* **The request**:
Copy the lines of the records exactly, beginning with the line that contains "Instruction for labeler: the class to annotate is crown" and ending at the close of the records, with both ends included.

* **Exercise materials**:
[BEGIN]
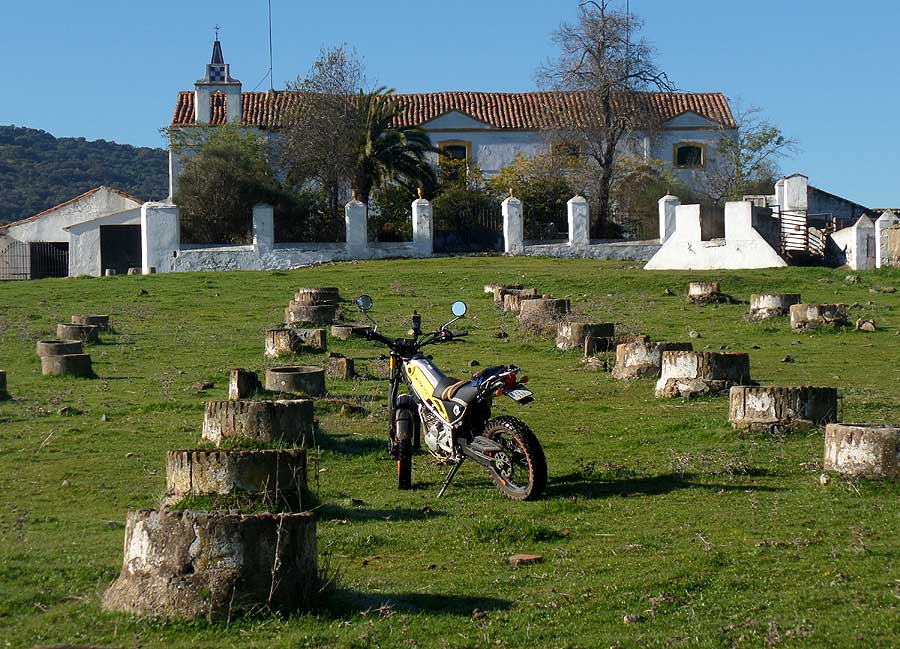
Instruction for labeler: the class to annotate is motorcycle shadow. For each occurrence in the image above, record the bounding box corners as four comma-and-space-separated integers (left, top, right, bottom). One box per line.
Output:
544, 472, 783, 499
323, 588, 513, 618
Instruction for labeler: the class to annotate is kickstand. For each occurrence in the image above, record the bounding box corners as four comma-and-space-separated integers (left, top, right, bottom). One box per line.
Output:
438, 460, 465, 498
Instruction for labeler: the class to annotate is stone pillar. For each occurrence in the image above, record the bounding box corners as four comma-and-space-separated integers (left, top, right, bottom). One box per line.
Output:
502, 196, 525, 255
659, 194, 681, 243
141, 203, 181, 274
566, 196, 591, 246
412, 198, 434, 257
253, 203, 275, 255
875, 210, 900, 268
344, 200, 369, 259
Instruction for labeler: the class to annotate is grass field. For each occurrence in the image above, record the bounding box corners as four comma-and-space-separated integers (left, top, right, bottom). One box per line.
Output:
0, 257, 900, 647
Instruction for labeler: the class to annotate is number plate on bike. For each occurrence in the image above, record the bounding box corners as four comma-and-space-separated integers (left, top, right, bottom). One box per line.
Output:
506, 386, 534, 403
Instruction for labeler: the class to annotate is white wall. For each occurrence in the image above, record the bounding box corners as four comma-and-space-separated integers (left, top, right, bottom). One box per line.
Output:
68, 207, 141, 277
0, 187, 141, 246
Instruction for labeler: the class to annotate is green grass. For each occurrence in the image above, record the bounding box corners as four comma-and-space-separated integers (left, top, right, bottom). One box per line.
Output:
0, 257, 900, 647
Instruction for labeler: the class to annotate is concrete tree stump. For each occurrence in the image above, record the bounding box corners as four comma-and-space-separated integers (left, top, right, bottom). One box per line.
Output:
519, 298, 571, 330
729, 385, 837, 432
41, 354, 94, 378
266, 329, 328, 358
748, 293, 800, 320
35, 340, 84, 358
791, 304, 850, 331
56, 323, 100, 343
72, 315, 109, 331
166, 448, 309, 510
503, 293, 540, 315
266, 365, 325, 397
556, 322, 616, 349
823, 424, 900, 480
201, 399, 313, 446
103, 510, 318, 620
284, 300, 337, 325
228, 368, 262, 401
494, 286, 540, 308
688, 282, 721, 302
326, 356, 356, 381
612, 341, 694, 381
293, 286, 341, 306
656, 351, 752, 398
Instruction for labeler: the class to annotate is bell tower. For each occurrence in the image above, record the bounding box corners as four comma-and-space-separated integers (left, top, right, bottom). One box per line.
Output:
194, 27, 242, 125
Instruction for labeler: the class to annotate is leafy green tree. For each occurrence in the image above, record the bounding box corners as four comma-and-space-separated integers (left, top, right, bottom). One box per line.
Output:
173, 124, 284, 243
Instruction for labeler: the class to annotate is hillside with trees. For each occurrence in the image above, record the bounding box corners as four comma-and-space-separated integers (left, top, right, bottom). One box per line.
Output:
0, 126, 169, 224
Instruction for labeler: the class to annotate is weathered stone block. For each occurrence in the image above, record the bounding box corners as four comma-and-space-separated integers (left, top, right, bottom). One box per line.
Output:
228, 368, 262, 400
103, 510, 318, 620
41, 354, 94, 378
35, 340, 84, 357
266, 328, 328, 358
56, 323, 100, 343
612, 341, 694, 380
556, 322, 616, 349
166, 448, 309, 510
656, 351, 752, 398
823, 424, 900, 480
202, 399, 313, 446
729, 385, 837, 432
748, 293, 800, 320
791, 304, 850, 331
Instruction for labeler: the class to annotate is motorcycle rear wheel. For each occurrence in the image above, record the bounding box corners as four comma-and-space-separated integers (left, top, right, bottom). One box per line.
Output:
394, 408, 415, 489
483, 417, 547, 500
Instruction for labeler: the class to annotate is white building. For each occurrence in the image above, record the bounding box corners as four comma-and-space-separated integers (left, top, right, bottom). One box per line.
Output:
169, 40, 736, 195
0, 187, 143, 279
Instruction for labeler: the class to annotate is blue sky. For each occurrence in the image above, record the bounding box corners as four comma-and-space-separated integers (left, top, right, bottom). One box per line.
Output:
0, 0, 900, 207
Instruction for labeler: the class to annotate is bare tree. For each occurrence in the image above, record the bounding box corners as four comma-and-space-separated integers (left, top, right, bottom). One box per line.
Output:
538, 0, 673, 232
697, 107, 799, 205
281, 45, 367, 223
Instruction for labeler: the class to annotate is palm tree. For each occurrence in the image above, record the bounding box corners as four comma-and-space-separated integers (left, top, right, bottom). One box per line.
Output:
351, 87, 437, 205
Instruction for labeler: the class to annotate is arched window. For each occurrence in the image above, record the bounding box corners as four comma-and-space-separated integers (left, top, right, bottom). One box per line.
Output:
673, 142, 706, 169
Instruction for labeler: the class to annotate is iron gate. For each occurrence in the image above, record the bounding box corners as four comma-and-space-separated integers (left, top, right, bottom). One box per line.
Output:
434, 205, 503, 253
0, 241, 69, 279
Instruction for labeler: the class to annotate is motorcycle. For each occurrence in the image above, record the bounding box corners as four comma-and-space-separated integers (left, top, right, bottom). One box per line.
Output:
356, 295, 547, 500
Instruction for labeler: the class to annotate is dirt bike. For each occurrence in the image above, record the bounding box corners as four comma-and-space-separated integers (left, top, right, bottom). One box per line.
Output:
356, 295, 547, 500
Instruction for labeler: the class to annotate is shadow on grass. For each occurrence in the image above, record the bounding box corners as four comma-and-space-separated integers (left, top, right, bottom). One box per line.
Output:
545, 473, 782, 498
316, 504, 447, 521
321, 588, 513, 618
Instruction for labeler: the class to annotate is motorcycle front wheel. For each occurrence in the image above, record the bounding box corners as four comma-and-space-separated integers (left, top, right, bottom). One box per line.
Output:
394, 408, 416, 489
483, 417, 547, 500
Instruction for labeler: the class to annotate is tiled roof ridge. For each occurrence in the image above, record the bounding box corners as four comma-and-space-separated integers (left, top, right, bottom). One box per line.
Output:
172, 90, 735, 130
0, 185, 144, 230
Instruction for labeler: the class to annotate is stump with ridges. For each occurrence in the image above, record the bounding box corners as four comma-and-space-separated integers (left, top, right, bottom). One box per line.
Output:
656, 351, 752, 397
41, 354, 94, 378
823, 424, 900, 480
35, 340, 84, 357
748, 293, 800, 320
56, 322, 100, 343
103, 510, 319, 620
612, 341, 694, 381
729, 385, 837, 432
202, 399, 313, 446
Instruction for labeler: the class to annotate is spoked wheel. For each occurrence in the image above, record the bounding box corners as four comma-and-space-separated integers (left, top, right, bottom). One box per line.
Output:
394, 408, 415, 489
484, 417, 547, 500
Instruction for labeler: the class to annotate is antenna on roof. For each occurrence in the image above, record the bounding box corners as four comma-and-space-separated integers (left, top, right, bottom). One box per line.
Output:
269, 0, 275, 92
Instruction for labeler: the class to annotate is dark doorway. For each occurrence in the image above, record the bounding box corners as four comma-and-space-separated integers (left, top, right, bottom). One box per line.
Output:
100, 225, 141, 275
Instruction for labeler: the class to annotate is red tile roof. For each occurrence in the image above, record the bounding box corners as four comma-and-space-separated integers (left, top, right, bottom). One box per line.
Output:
172, 91, 735, 131
0, 185, 144, 230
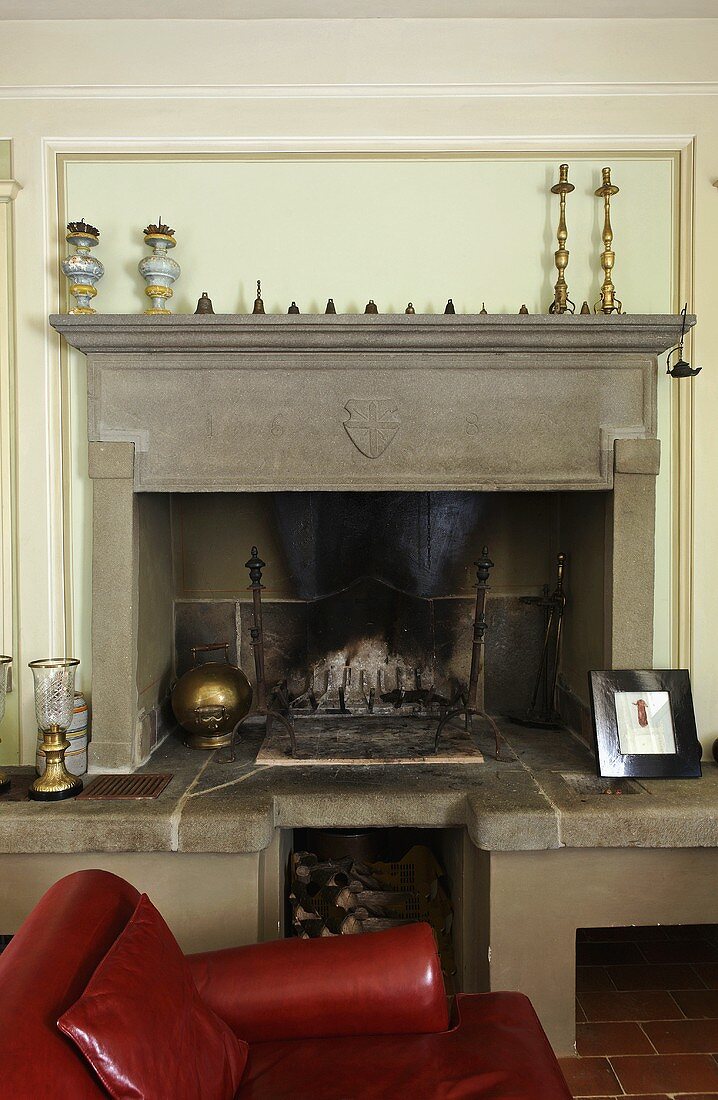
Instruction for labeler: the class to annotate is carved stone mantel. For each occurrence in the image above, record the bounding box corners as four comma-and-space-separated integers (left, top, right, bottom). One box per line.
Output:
51, 315, 695, 492
51, 315, 694, 768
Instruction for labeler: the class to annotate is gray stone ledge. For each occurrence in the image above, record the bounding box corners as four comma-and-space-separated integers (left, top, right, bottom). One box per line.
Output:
49, 314, 696, 354
0, 727, 718, 853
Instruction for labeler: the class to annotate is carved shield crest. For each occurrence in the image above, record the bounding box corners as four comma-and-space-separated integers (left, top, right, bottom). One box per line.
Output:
344, 397, 400, 459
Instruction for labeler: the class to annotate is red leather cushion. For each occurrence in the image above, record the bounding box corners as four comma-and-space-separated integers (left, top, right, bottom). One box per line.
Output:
188, 924, 449, 1043
57, 894, 247, 1100
236, 994, 571, 1100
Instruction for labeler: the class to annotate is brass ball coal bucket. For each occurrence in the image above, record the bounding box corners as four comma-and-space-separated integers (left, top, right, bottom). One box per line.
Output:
172, 641, 252, 749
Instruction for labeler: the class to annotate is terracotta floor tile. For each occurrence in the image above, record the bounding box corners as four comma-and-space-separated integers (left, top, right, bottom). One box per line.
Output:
576, 966, 616, 993
668, 989, 718, 1020
694, 963, 718, 989
606, 1054, 718, 1093
664, 924, 718, 942
576, 925, 667, 943
606, 963, 704, 990
559, 1058, 620, 1097
576, 941, 646, 966
642, 939, 718, 964
576, 1020, 655, 1057
642, 1020, 718, 1054
578, 990, 681, 1021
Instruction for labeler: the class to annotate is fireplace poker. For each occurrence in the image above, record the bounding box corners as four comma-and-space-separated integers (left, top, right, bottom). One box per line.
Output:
434, 547, 499, 758
231, 547, 297, 757
511, 553, 566, 729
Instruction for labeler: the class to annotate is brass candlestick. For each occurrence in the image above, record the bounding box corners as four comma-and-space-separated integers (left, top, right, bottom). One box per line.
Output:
594, 168, 623, 314
549, 164, 576, 314
27, 657, 82, 802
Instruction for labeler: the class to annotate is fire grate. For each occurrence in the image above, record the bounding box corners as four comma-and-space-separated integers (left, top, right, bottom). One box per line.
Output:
77, 772, 173, 799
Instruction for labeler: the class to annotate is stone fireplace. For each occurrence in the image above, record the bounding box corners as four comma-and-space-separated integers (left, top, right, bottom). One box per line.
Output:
52, 315, 680, 769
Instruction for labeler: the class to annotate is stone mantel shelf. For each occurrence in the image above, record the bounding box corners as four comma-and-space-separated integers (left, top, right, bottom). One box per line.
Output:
49, 314, 696, 355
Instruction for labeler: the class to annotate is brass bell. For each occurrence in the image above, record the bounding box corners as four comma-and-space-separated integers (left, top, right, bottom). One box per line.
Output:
195, 290, 214, 314
252, 279, 264, 314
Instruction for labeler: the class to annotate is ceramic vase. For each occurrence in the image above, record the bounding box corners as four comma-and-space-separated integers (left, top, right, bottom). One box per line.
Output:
62, 220, 104, 314
137, 219, 180, 315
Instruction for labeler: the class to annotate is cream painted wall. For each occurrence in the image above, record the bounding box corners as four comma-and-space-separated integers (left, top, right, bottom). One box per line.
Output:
58, 152, 676, 712
0, 20, 718, 759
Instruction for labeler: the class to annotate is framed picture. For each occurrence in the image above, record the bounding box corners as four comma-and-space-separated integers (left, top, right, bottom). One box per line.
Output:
588, 669, 700, 779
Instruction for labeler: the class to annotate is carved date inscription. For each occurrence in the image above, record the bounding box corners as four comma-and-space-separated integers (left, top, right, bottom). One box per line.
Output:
344, 397, 401, 459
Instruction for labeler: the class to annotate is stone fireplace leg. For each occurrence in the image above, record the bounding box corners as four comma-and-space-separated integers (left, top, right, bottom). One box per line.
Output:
605, 439, 661, 669
89, 443, 139, 769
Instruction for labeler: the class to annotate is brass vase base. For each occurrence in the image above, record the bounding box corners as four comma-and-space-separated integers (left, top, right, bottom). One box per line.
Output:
27, 726, 82, 802
27, 779, 82, 802
183, 729, 232, 749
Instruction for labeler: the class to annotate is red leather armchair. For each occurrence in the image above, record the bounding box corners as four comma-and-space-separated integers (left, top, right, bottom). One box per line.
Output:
0, 871, 571, 1100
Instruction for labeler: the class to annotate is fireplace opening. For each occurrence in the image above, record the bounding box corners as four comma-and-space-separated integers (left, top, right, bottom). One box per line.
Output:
136, 491, 610, 762
284, 828, 480, 993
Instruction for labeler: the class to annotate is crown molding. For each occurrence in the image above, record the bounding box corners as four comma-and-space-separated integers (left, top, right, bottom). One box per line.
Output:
0, 80, 718, 99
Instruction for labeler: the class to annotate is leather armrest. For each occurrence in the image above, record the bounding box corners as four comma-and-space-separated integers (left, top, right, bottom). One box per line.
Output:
[END]
* **Written solution**:
Instruction for labeler: the class to annotate is crown molding. For each occurrence in the image above, record the bounding box corners as four comma-and-space-separated integers (left, top, right, bottom). One box per line.
Output:
0, 80, 718, 99
Instruction for labeler: the class to annotate is leather armrest. For each occurrence in the image above, record the bounding box corners as four comma-and-space-separated integers (left, top, right, bottom). One box per line.
Output:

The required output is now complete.